## TEXT EXCERPT
Forward Orthogonal Search by Maximizing the Overall Dependency

The FOS-MOD algorithm (Wei and Billings 2007) is an unsupervised algorithm that selects a desired number of features in a forward manner by ranking the features using the squared correlation coefficient and sequential orthogonalization.

do.fosmod(X, ndim = 2, ...)

Arguments

X

an \((n\times p)\) matrix or data frame whose rows are observations and columns represent independent variables.

ndim

an integer-valued target dimension (default: 2).

...

extra parameters including

preprocess: an additional option for preprocessing the data. See also aux.preprocess for more details (default: "center").

Value

a named Rdimtools S3 object containing

Y: an \((n\times ndim)\) matrix whose rows are embedded observations.
featidx: a length-\(ndim\) vector of indices with highest scores.
projection: a \((p\times ndim)\) whose columns are basis for projection.
trfinfo: a list containing information for out-of-sample prediction.
algorithm: name of the algorithm.

References

Wei H, Billings S (2007). “Feature Subset Selection and Ranking for Data Dimensionality Reduction.” IEEE Transactions on Pattern Analysis and Machine Intelligence, 29(1), 162--166. ISSN 0162-8828.

Examples

# \donttest{
## use iris data
## it is known that feature 3 and 4 are more important.
data(iris)
set.seed(100)
subid    <- sample(1:150, 50)
iris.dat <- as.matrix(iris[subid,1:4])
iris.lab <- as.factor(iris[subid,5])

## compare with other methods
out1 = do.fosmod(iris.dat)
out2 = do.lscore(iris.dat)
out3 = do.fscore(iris.dat, iris.lab)

## visualize
opar <- par(no.readonly=TRUE)
par(mfrow=c(1,3))
plot(out1$Y, pch=19, col=iris.lab, main="FOS-MOD")
plot(out2$Y, pch=19, col=iris.lab, main="Laplacian Score")
plot(out3$Y, pch=19, col=iris.lab, main="Fisher Score")

par(opar)
# }

## Dataset rows on where objects appear
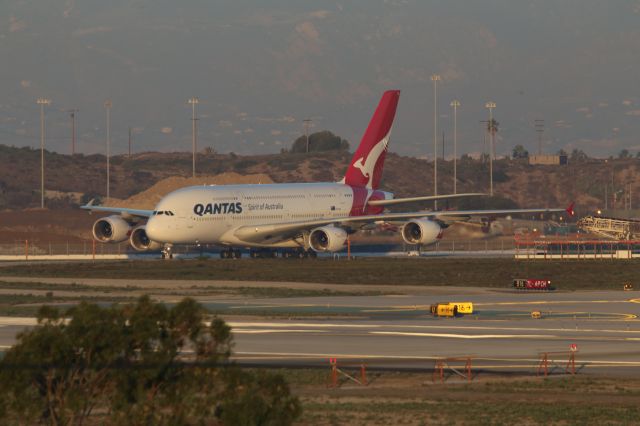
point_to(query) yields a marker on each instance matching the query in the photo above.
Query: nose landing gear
(166, 252)
(230, 253)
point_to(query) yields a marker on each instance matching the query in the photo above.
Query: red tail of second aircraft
(365, 169)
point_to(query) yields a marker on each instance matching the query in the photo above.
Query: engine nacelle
(111, 229)
(141, 242)
(327, 238)
(421, 231)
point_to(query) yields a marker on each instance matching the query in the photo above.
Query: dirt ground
(414, 399)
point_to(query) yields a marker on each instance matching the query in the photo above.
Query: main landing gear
(230, 254)
(166, 252)
(299, 253)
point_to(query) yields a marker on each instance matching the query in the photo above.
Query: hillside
(74, 179)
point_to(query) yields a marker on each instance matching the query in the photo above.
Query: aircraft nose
(153, 229)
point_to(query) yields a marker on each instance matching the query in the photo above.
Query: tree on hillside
(520, 152)
(320, 141)
(624, 154)
(136, 364)
(578, 155)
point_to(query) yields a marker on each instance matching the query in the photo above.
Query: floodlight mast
(490, 106)
(193, 102)
(435, 78)
(455, 104)
(42, 102)
(107, 105)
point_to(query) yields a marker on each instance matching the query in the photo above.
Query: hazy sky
(261, 67)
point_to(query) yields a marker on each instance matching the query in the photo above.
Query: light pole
(539, 125)
(193, 101)
(72, 114)
(307, 122)
(42, 102)
(107, 107)
(455, 104)
(435, 78)
(491, 106)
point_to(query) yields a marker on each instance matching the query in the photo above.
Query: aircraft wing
(425, 198)
(282, 231)
(122, 211)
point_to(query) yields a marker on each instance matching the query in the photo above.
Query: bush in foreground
(135, 364)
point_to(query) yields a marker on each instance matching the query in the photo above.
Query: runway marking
(408, 326)
(550, 302)
(466, 336)
(246, 331)
(289, 355)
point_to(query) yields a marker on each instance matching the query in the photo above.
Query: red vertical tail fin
(365, 169)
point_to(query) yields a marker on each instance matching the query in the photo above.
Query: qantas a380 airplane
(309, 217)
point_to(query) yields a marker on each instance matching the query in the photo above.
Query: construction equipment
(451, 309)
(610, 227)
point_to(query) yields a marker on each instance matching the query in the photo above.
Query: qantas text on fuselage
(313, 217)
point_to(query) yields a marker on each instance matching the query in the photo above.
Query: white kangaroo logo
(367, 167)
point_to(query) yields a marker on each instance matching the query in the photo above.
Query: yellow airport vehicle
(451, 309)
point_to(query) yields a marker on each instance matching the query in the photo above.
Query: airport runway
(397, 331)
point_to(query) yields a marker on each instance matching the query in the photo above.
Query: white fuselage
(209, 214)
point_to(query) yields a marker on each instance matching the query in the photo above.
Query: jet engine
(141, 242)
(327, 238)
(421, 231)
(111, 229)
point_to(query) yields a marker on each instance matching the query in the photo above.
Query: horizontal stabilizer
(425, 198)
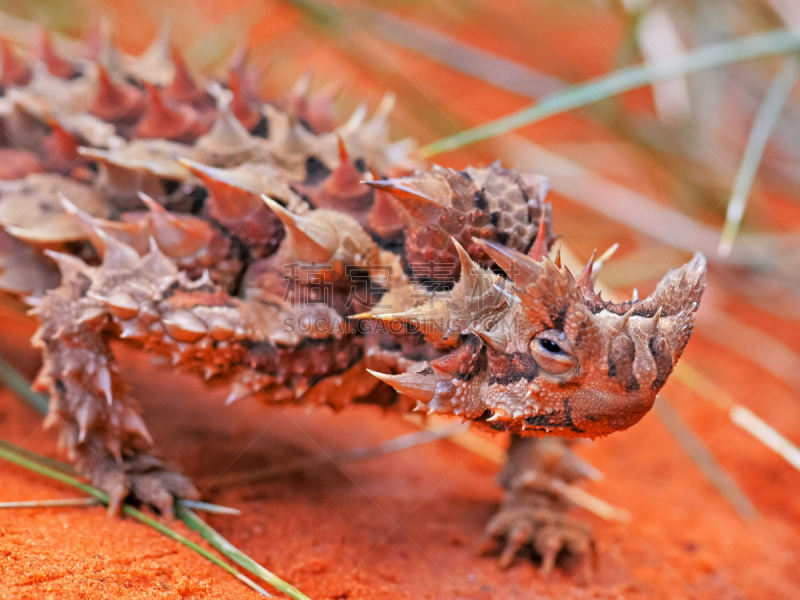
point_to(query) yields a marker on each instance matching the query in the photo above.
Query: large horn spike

## TASK SET
A. Reproduce the FOS-MOD documentation word for word, starting at "algorithm: name of" and ending at "162--166. ISSN 0162-8828.".
B. In the FOS-MOD documentation, what is the default value of the preprocess option?

## TASK RESULTS
A.
algorithm: name of the algorithm.

References

Wei H, Billings S (2007). “Feature Subset Selection and Ranking for Data Dimensionality Reduction.” IEEE Transactions on Pattern Analysis and Machine Intelligence, 29(1), 162--166. ISSN 0162-8828.

B. The default is "center".